> ESERCIZIO SCRITTO 1: Secondo il testo sui turdilli, con che cosa si condiscono questi dolci alla fine, dopo la frittura?
> ESERCIZIO SCRITTO 2: Aggiorna il testo sui turdilli: riscrivi il passo tra "Solo farina, vino" e "un prezioso segreto.", estremi inclusi, mettendo "zucchero di canna" al posto di "zucchero".

> TESTO DA LEGGERE:
....
Dolci calabresi di Natale: una poesia chiamata Turdilli
Turdìlli, Tardìddi, Crùstuli, Tardìl, Cannarìtuli, Cannarìculi: cambia il nome, ma non la sostanza di un dolce natalizio calabrese che sa di casa per chi ci vive o è lontano.
Nel periodo di Natale, in Calabria, ogni volta che andrai a salutare zie, nonne, cugini, genitori, amici o chiunque altro, li troverete lì, già pronti sul tavolo o tirati fuori da qualche cassetto e dovrete mangiarli. Dico dovrai perché non pensateci nemmeno per un secondo di rifiutare: non esistono diete o gusti culinari, ‘nu turdillu vi l’ata mangià, crollasse il mondo.
Perché questo dolce è stato preparato dalla proprietaria di casa o donato da qualche vicino, parente o amico che ci tiene assai affinché ne godano i palati più disparati, quegli stessi palati che poi potranno (e dovranno) immancabilmente fare un confronto verbale tra i diversi assaggi: “mmm chilli ‘i zi Cuncetta su ‘na cosa fina”, “Eh, ma chilli i mamma su chiù sapuriti!”. Perché anche sentirsi improvvisamente giurati di un programma culinario è tradizione.
Solo farina, vino rosso (o bianco), olio d’oliva e un po’ di zucchero e poi – ovviamente – si friggono per condirli sul finale con miele o mosto cotto (miele di fichi, rigorosamente a KM 0 o 5 massimo, cioè fatto in casa con i fichi del proprio albero o allungando il braccio per prenderlo da qualche conoscente).
Non chiedermi le dosi della ricetta: sempre e comunque “QSP” = Quantu Sinni Piglie (QB, quanto basta) ed è la stessa risposta che ti daranno nonne, zie, mamme o chicchessia, in un mix di effettiva incertezza e ingenua voglia di nascondere un prezioso segreto.
....
> MATERIALE DI PARTENZA:
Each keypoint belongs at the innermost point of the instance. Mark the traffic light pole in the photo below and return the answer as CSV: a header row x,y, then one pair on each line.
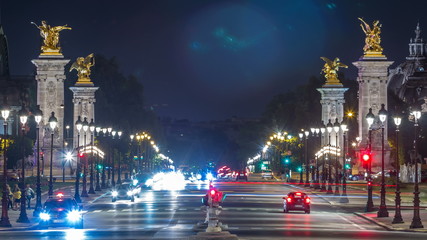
....
> SOLUZIONE DELL'ESERCIZIO 1: Si condiscono con miele o mosto cotto.

> SOLUZIONE DELL'ESERCIZIO 2:
Solo farina, vino rosso (o bianco), olio d’oliva e un po’ di zucchero di canna e poi – ovviamente – si friggono per condirli sul finale con miele o mosto cotto (miele di fichi, rigorosamente a KM 0 o 5 massimo, cioè fatto in casa con i fichi del proprio albero o allungando il braccio per prenderlo da qualche conoscente).
Non chiedermi le dosi della ricetta: sempre e comunque “QSP” = Quantu Sinni Piglie (QB, quanto basta) ed è la stessa risposta che ti daranno nonne, zie, mamme o chicchessia, in un mix di effettiva incertezza e ingenua voglia di nascondere un prezioso segreto.